→ EXERCISE TASK
Extract every line below, verbatim.

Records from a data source
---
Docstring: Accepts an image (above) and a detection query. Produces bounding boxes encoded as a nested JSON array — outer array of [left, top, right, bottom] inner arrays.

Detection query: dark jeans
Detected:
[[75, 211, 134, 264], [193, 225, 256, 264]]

→ RESPONSE
---
Docstring: Accepts an image (above) and a detection query. Produces bounding boxes encoded as a nested JSON array — outer array of [left, top, right, bottom] inner arrays.

Detection query: dark jeans
Detected:
[[75, 211, 134, 264], [193, 225, 256, 264]]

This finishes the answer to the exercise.